··· ВЫБРАННЫЙ ОТРЫВОК ···

Прежде в Петербурге не было руин, не могло быть, но «настроение развалин» всегда в нем было, я уверен – даже во время цветущей его молодости. Иначе… не написал бы Пушкин «Медного всадника», не так бы написал, словно ноябрьское наводнение 1824 года – для него (в 1830 году) событие – легенда давно минувших лет. Иначе не был бы так дряхл Петербург и у другого певца его, Достоевского, так призрачно-дряхл, будто бы наваждение – весь этот гигант всероссийский и суждено ему сгинуть столь же внезапно, как он возник из мглы финского приморья «на берегу пустынных волн». Иначе не полюбили бы его «любовью старины» художники «Мира искусства» и не окрасили бы этой щемящей любовью своего творчества, и не стал бы Старый Петербург излюбленной темой модернистов, воспитавших свой вкус в свободных мастерских Парижа и Мюнхена.

··· ЗАПИСАННЫЕ ДАННЫЕ ···

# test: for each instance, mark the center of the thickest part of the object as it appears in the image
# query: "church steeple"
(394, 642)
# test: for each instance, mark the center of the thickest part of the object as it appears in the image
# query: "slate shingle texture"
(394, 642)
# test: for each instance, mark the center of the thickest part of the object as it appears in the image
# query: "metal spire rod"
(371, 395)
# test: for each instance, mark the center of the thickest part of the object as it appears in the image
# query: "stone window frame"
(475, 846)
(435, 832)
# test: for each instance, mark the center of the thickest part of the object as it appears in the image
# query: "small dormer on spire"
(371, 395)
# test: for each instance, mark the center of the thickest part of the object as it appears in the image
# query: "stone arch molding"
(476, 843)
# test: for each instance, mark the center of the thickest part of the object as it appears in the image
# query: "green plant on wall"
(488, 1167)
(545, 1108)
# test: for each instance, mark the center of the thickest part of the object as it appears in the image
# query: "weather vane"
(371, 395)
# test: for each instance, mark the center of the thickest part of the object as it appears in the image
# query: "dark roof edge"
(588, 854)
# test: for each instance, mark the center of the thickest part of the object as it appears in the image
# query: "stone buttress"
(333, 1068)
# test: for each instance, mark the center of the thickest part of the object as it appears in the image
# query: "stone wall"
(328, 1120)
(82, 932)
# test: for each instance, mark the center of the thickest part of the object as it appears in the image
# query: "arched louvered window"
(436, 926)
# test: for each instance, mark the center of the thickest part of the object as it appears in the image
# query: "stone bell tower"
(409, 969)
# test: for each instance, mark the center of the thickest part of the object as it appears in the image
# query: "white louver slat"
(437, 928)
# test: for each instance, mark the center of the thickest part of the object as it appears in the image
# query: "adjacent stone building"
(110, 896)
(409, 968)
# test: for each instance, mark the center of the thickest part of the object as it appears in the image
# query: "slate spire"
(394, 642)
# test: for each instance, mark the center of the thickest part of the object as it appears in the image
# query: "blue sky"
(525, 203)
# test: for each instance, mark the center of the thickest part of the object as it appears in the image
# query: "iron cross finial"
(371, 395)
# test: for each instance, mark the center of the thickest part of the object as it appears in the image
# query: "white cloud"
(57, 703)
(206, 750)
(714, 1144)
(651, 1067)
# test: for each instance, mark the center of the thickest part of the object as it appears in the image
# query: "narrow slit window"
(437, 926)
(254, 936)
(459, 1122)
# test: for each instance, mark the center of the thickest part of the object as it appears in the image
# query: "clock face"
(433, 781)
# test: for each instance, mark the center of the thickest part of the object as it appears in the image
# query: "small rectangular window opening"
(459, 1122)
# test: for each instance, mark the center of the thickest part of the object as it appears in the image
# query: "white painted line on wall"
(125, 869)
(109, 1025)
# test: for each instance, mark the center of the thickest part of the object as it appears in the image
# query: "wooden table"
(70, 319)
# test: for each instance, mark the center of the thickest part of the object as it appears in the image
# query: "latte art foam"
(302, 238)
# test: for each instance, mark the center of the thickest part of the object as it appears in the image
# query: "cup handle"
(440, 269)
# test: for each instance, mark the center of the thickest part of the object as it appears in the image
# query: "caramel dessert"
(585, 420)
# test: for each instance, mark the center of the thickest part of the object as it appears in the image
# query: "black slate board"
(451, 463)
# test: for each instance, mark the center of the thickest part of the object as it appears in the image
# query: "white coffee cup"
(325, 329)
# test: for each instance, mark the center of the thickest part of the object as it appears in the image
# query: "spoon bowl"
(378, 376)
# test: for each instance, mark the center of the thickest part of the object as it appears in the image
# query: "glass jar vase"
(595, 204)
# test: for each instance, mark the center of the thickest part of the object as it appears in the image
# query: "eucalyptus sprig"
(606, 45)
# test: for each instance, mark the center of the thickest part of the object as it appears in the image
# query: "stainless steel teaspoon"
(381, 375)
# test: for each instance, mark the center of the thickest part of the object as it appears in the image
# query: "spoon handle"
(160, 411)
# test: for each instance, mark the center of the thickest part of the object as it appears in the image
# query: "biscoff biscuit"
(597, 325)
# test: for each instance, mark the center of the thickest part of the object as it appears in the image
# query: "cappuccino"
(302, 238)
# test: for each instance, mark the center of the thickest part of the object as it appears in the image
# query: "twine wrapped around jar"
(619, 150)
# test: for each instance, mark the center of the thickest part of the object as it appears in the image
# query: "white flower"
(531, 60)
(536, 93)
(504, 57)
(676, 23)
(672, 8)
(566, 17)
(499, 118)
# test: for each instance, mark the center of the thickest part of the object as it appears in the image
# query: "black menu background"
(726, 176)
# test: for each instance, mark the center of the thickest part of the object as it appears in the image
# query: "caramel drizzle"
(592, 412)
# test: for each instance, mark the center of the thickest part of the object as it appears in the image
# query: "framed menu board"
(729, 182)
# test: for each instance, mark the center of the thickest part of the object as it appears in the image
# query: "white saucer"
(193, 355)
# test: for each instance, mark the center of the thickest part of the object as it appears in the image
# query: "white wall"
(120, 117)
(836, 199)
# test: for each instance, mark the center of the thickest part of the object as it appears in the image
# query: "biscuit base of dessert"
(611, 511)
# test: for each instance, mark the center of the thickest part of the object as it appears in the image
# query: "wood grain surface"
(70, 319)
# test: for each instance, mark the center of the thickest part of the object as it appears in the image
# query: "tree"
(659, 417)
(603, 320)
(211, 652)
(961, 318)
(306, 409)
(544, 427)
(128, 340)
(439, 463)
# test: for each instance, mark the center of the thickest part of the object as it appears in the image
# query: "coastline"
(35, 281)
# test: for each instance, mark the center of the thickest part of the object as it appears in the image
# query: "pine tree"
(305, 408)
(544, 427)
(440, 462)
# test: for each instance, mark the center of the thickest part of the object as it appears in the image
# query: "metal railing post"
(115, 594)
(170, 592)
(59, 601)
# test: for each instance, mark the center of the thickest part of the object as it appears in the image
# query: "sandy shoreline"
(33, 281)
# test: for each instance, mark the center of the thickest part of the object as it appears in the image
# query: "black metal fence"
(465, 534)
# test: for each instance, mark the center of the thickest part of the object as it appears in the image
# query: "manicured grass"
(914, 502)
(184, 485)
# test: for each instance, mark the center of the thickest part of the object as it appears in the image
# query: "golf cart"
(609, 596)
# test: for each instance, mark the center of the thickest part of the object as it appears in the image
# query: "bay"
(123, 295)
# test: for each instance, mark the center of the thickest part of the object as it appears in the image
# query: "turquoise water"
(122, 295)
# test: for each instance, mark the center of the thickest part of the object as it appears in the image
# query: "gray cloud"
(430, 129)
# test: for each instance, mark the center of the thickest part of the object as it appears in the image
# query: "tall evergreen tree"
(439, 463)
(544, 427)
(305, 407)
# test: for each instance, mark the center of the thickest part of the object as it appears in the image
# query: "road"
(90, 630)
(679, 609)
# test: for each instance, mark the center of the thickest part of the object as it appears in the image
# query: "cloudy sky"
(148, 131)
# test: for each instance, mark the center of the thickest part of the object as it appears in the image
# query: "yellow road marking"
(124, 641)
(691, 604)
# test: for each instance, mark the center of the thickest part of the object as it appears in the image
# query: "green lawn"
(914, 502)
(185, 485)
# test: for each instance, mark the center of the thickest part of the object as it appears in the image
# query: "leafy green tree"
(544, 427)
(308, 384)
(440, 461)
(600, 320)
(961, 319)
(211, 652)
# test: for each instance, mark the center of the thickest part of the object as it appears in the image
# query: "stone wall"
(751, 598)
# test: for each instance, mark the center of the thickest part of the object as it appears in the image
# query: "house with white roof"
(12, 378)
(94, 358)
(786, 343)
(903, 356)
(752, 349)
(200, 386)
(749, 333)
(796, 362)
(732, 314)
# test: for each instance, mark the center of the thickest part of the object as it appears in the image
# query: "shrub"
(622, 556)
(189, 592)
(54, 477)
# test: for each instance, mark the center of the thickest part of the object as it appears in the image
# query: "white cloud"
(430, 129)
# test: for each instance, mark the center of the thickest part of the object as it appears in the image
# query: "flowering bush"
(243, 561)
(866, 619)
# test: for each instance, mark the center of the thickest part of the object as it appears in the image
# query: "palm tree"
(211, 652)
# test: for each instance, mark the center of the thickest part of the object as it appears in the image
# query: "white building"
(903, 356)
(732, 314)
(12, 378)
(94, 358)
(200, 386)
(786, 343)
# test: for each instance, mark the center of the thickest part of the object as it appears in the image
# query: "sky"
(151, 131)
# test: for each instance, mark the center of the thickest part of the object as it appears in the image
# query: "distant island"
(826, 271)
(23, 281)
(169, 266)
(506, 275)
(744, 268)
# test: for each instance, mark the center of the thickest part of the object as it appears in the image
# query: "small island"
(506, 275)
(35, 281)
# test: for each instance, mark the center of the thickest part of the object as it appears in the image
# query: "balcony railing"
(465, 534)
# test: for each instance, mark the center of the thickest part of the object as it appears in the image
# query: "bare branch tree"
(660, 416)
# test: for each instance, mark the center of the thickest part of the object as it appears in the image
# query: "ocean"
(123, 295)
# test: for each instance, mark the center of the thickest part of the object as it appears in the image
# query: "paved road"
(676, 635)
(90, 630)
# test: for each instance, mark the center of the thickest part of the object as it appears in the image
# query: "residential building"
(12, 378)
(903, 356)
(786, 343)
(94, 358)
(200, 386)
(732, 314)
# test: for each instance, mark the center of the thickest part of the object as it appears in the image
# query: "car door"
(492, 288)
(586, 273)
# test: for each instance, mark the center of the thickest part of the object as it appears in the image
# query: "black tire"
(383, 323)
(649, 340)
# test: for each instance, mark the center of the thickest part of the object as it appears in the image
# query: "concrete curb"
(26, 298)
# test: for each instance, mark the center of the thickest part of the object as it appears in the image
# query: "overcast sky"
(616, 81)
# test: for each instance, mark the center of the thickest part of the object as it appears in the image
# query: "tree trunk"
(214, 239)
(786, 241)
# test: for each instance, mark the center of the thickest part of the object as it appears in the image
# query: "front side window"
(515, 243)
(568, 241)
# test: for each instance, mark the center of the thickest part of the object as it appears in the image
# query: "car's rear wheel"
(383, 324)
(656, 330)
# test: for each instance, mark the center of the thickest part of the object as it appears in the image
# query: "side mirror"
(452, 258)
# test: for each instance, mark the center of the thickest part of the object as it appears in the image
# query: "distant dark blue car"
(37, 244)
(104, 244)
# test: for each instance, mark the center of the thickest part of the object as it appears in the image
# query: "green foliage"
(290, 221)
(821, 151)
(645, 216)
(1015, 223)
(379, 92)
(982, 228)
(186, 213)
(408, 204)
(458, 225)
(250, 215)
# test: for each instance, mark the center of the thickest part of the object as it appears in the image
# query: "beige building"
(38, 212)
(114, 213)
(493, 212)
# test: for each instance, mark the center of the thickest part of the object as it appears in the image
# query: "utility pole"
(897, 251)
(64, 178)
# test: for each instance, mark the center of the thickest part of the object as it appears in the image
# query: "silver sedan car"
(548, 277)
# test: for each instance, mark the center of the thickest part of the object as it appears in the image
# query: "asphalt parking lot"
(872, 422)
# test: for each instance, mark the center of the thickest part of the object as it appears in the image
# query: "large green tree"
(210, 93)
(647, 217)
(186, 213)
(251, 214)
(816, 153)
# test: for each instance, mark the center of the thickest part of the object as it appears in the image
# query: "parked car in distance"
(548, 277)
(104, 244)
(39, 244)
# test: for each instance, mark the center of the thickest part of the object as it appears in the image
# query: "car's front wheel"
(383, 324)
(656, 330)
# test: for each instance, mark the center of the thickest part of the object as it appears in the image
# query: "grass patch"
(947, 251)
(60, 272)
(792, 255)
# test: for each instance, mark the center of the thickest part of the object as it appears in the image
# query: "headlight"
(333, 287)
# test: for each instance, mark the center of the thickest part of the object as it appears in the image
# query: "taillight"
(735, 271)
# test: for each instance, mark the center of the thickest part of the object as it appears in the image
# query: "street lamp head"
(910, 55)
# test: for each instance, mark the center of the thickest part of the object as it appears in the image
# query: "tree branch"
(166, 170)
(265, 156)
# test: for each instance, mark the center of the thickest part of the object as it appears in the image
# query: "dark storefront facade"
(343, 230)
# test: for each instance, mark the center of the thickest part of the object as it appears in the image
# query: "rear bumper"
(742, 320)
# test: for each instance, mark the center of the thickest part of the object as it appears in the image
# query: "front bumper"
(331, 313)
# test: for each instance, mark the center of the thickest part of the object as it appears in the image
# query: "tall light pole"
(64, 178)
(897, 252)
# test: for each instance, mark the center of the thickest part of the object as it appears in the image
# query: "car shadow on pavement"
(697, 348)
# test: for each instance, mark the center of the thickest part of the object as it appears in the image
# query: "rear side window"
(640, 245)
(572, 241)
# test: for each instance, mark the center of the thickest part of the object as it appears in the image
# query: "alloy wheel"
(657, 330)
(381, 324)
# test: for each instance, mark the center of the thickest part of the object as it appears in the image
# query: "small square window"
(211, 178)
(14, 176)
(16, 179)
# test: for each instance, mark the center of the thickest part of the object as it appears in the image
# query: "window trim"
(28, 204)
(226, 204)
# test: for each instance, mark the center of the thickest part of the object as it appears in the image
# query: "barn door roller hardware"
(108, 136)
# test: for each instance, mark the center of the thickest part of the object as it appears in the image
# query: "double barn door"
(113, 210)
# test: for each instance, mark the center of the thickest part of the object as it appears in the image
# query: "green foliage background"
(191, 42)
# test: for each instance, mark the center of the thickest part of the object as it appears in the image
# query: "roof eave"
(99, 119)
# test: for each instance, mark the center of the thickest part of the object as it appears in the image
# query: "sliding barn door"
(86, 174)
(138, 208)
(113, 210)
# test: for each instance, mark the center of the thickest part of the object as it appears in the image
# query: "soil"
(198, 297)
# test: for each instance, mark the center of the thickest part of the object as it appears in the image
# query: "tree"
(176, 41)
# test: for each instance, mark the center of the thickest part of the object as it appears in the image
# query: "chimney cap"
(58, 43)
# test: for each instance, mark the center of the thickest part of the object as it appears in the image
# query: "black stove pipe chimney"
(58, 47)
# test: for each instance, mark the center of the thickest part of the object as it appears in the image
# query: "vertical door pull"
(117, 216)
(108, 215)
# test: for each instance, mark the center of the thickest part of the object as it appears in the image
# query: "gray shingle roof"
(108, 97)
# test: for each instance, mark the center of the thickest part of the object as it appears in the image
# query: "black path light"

···

▶ **УСЛОВИЯ ЗАДАНИЯ**
Перепишите слово в слово часть отрывка о Петербурге. Начните с места, где стоят слова «Прежде в Петербурге», и остановитесь после слов «Парижа и Мюнхена.». Пункты выше представляют собой отдельный материал и к отрывку о Петербурге не относятся.

▶ **РЕШЕНИЕ**
Прежде в Петербурге не было руин, не могло быть, но «настроение развалин» всегда в нем было, я уверен – даже во время цветущей его молодости. Иначе… не написал бы Пушкин «Медного всадника», не так бы написал, словно ноябрьское наводнение 1824 года – для него (в 1830 году) событие – легенда давно минувших лет. Иначе не был бы так дряхл Петербург и у другого певца его, Достоевского, так призрачно-дряхл, будто бы наваждение – весь этот гигант всероссийский и суждено ему сгинуть столь же внезапно, как он возник из мглы финского приморья «на берегу пустынных волн». Иначе не полюбили бы его «любовью старины» художники «Мира искусства» и не окрасили бы этой щемящей любовью своего творчества, и не стал бы Старый Петербург излюбленной темой модернистов, воспитавших свой вкус в свободных мастерских Парижа и Мюнхена.